- _DIRECTIONS FOR THIS TASK_: Rewrite every item below, replacing each "flagged" with "rejected" and keeping all other text as it is.

- _EXERCISE INPUTS_:
%%

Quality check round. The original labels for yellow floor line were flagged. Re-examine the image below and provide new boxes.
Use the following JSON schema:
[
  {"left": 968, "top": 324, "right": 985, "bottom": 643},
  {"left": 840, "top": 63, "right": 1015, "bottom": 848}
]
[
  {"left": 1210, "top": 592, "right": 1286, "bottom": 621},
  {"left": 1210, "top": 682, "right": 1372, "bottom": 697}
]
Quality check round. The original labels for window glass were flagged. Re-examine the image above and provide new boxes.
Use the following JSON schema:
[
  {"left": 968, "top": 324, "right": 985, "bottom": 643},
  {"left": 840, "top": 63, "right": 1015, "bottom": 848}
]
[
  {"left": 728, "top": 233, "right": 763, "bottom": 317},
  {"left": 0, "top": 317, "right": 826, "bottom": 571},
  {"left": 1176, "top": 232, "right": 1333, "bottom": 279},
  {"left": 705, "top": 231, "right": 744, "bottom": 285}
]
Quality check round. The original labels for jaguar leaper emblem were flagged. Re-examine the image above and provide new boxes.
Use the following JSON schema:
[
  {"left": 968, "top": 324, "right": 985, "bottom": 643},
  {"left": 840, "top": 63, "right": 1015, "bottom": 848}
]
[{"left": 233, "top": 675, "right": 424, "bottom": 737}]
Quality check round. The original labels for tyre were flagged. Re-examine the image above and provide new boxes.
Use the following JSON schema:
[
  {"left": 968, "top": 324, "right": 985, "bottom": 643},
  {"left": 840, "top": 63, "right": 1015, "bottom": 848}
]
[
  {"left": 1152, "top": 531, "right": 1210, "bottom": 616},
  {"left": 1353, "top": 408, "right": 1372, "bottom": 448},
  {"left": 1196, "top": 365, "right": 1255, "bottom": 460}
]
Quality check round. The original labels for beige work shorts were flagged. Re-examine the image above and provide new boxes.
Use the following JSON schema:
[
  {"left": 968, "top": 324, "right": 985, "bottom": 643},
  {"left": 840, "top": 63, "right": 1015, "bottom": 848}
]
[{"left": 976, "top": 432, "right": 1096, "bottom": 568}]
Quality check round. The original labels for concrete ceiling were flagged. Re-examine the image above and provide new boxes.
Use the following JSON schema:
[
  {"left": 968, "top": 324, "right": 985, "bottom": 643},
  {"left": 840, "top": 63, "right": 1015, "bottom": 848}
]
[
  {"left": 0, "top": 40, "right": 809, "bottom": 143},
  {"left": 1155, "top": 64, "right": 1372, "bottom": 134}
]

%%

- _THE OUTPUT_:
Quality check round. The original labels for yellow floor line were rejected. Re-examine the image below and provide new boxes.
Use the following JSON schema:
[
  {"left": 968, "top": 324, "right": 985, "bottom": 643},
  {"left": 840, "top": 63, "right": 1015, "bottom": 848}
]
[
  {"left": 1210, "top": 592, "right": 1286, "bottom": 621},
  {"left": 1210, "top": 682, "right": 1372, "bottom": 697}
]
Quality check round. The original labels for window glass were rejected. Re-examine the image above and provide new boxes.
Use the following JSON schema:
[
  {"left": 968, "top": 324, "right": 985, "bottom": 643},
  {"left": 840, "top": 63, "right": 1015, "bottom": 848}
]
[
  {"left": 728, "top": 233, "right": 763, "bottom": 317},
  {"left": 0, "top": 317, "right": 826, "bottom": 571},
  {"left": 1176, "top": 232, "right": 1333, "bottom": 279},
  {"left": 705, "top": 231, "right": 744, "bottom": 285}
]
Quality check round. The original labels for jaguar leaper emblem were rejected. Re-examine the image above and provide new boxes.
Use the following JSON schema:
[
  {"left": 968, "top": 324, "right": 985, "bottom": 643},
  {"left": 840, "top": 63, "right": 1015, "bottom": 848}
]
[{"left": 233, "top": 675, "right": 424, "bottom": 737}]
Quality check round. The original labels for tyre were rejected. Re-examine the image above and provide new boxes.
Use the following JSON schema:
[
  {"left": 968, "top": 324, "right": 985, "bottom": 643},
  {"left": 840, "top": 63, "right": 1015, "bottom": 848}
]
[
  {"left": 1152, "top": 531, "right": 1210, "bottom": 616},
  {"left": 1353, "top": 408, "right": 1372, "bottom": 448},
  {"left": 1196, "top": 365, "right": 1255, "bottom": 460}
]
Quality check round. The original labels for beige work shorts were rejected. Re-examine the image above and provide new boxes.
Use the following JSON schema:
[
  {"left": 968, "top": 324, "right": 985, "bottom": 643},
  {"left": 840, "top": 63, "right": 1015, "bottom": 848}
]
[{"left": 976, "top": 432, "right": 1096, "bottom": 568}]
Quality check round. The original labels for concrete ceiling were rejected. Re-examine the image above and provide new boxes.
Use the following JSON schema:
[
  {"left": 968, "top": 324, "right": 985, "bottom": 643},
  {"left": 840, "top": 63, "right": 1015, "bottom": 848}
]
[
  {"left": 0, "top": 40, "right": 809, "bottom": 143},
  {"left": 1155, "top": 64, "right": 1372, "bottom": 134}
]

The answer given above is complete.